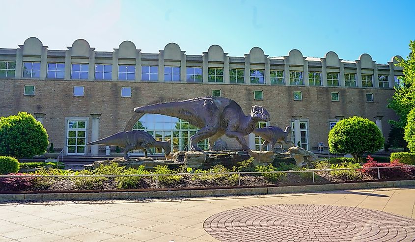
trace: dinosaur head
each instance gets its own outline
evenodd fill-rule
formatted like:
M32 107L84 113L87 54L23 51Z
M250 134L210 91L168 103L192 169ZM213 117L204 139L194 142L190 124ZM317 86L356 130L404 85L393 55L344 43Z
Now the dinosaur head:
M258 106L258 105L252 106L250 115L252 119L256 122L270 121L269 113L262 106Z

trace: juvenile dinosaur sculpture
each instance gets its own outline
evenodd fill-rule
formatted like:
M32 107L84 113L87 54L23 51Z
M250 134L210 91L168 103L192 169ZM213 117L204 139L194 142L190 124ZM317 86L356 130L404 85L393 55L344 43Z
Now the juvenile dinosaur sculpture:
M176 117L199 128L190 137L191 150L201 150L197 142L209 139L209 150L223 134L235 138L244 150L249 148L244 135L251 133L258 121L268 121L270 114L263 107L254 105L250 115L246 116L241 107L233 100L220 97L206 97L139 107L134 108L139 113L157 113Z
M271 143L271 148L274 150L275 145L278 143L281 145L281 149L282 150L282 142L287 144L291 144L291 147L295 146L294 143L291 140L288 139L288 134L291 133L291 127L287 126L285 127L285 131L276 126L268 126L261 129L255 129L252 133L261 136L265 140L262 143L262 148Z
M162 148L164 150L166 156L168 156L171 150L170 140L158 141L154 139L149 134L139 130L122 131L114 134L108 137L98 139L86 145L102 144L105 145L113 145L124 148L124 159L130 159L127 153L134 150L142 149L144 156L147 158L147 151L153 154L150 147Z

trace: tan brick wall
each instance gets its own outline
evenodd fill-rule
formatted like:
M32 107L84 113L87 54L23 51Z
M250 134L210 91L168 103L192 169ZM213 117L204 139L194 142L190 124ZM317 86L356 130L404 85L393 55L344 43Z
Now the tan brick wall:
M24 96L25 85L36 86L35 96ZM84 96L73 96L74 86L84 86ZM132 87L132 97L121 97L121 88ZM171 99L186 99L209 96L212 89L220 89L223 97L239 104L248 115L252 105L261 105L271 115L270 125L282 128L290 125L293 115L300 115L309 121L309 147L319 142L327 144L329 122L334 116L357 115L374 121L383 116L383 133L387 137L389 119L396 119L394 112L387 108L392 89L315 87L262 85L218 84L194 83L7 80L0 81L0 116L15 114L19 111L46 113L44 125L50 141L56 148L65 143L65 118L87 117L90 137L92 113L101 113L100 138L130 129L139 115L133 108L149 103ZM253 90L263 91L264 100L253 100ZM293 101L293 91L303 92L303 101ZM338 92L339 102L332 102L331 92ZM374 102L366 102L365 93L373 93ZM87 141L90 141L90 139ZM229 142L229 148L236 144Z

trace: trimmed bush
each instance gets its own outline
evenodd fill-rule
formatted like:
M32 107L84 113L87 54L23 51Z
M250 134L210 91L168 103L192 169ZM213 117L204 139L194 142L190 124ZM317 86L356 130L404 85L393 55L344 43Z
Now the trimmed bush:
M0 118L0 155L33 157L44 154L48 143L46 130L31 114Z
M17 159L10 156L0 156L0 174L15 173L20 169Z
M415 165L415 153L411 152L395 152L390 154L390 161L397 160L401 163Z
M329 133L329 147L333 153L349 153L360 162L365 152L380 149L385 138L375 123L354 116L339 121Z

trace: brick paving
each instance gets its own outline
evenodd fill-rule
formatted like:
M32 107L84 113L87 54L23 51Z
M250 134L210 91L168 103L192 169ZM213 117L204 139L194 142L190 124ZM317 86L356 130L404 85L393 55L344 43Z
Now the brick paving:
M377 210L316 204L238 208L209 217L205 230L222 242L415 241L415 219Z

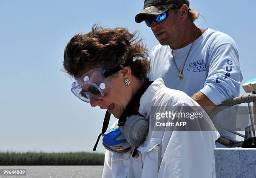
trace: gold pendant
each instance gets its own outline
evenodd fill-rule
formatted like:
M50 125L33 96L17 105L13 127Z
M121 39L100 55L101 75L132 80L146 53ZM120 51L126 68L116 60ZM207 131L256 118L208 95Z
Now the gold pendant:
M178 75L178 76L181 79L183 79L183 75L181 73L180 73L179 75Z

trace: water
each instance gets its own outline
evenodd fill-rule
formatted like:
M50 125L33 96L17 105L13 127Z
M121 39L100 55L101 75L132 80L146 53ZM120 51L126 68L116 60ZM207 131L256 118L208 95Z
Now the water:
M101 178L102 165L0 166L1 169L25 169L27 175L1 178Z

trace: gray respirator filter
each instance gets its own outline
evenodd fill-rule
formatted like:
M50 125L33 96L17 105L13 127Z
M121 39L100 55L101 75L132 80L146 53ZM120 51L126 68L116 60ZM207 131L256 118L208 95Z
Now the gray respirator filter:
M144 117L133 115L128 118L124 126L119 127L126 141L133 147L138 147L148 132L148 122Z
= = = = = = =
--- WHAT TO DO ---
Count the lines in the rows above that contain the string "sculpture", matching case exactly. Give only the number.

--- EXPECTED OUTPUT ---
2